▸ **TEXT SHOWN**:

=======

With all eyes glued on Rams DT Aaron Donald and his extension that still has yet to materialize, the Rams quietly engineered a new deal with Gurley worth between $57.5 and $60 million over the next four years — up to $15 million in annual value — and $45 million in guarantees, including $21 million due at signing. Considering that this is coming on the heels of a breakout 2017 campaign during which Gurley put up almost 2,000 yards from scrimmage, the contract is well-deserved and could set the tone for what running backs demand in the future.
The most impactful feature of Gurley’s contract is the guaranteed money, as it could explain why Bell turned down the Steelers’ offer. With injuries as rife as ever and contracts largely incentive-based, there has been a push by top players for increased guarantees to ensure job security.
Back in March, quarterback Kirk Cousins signed a fully-guaranteed three-year, $84 million deal with the Vikings, the largest fully-guaranteed contract in NFL history. Following the signing, other players around the league, including OT Russell Okung and Gurley himself, voiced the opinion that fully guaranteed deals should be more widespread, as they are in baseball and basketball.
Accordingly, while Gurley wasn’t able to score the bounty of guarantees that Cousins did, he was still able to get over 78% of his deal set in stone, which is more than almost every notable running back extension in recent memory. Devonta Freeman’s latest deal with the Falcons, worth $41.25 million over five years, features roughly $22 million in guarantees (~53%). LeSean McCoy’s extension with the Bills — $40 million over five years — included just $18.25 million guaranteed.

=======

▸ **DATA PROVIDED**:
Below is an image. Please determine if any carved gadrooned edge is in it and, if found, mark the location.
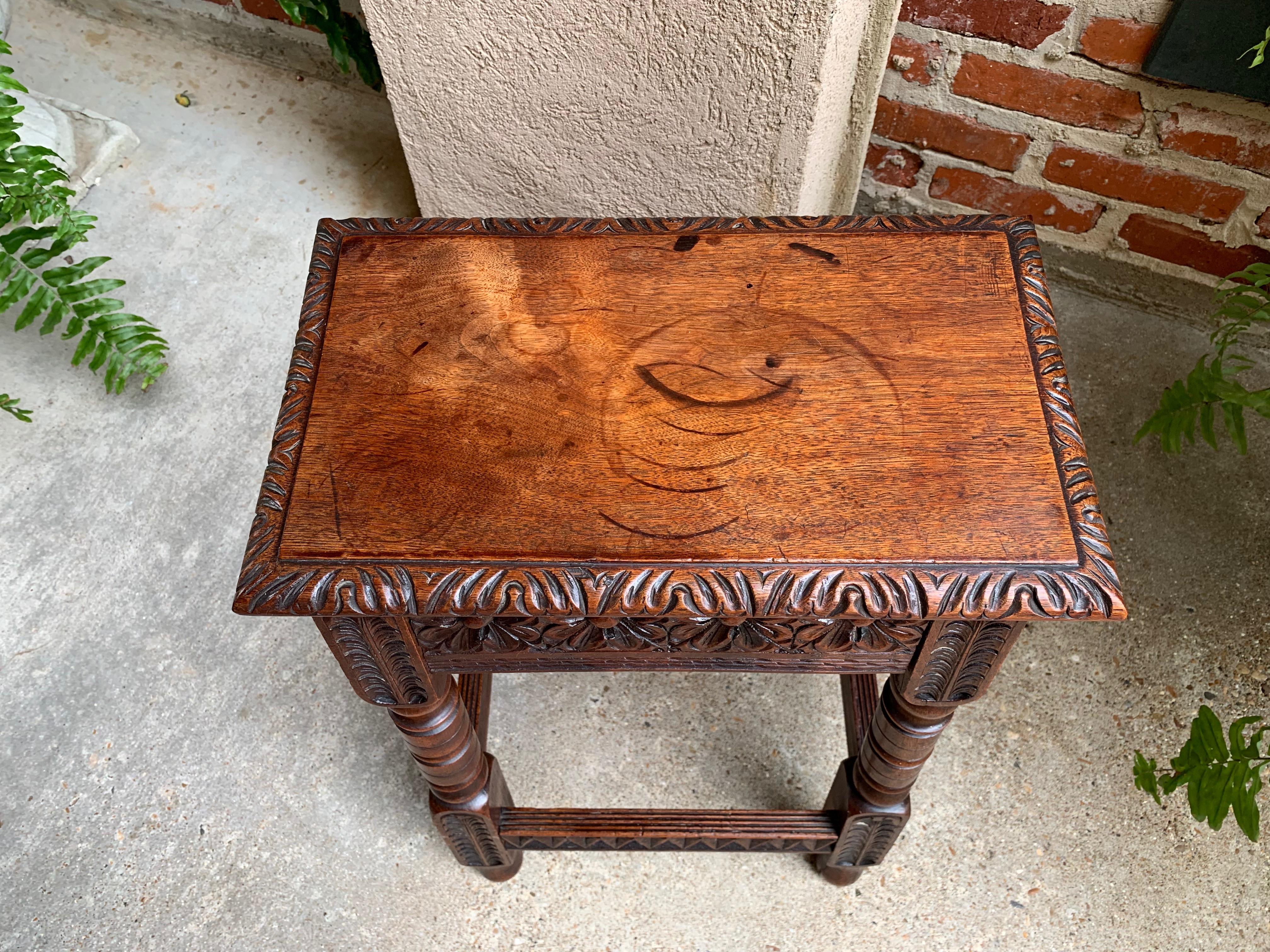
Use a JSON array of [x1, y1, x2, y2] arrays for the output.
[[234, 214, 1125, 620], [828, 814, 904, 867], [315, 616, 428, 707], [903, 621, 1022, 705]]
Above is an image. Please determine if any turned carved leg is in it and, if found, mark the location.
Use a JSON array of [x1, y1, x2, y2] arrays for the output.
[[391, 674, 522, 882], [316, 617, 521, 882], [817, 621, 1022, 886]]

=======

▸ **REQUIREMENTS**:
**A)** List every NFL team named in the Gurley contract text.
**B)** Copy from the Gurley contract text everything from "The most impactful" down to "ensure job security.".

▸ **FULL ANSWERS**:
**A)** Rams, Steelers, Vikings, Falcons, Bills

**B)**
The most impactful feature of Gurley’s contract is the guaranteed money, as it could explain why Bell turned down the Steelers’ offer. With injuries as rife as ever and contracts largely incentive-based, there has been a push by top players for increased guarantees to ensure job security.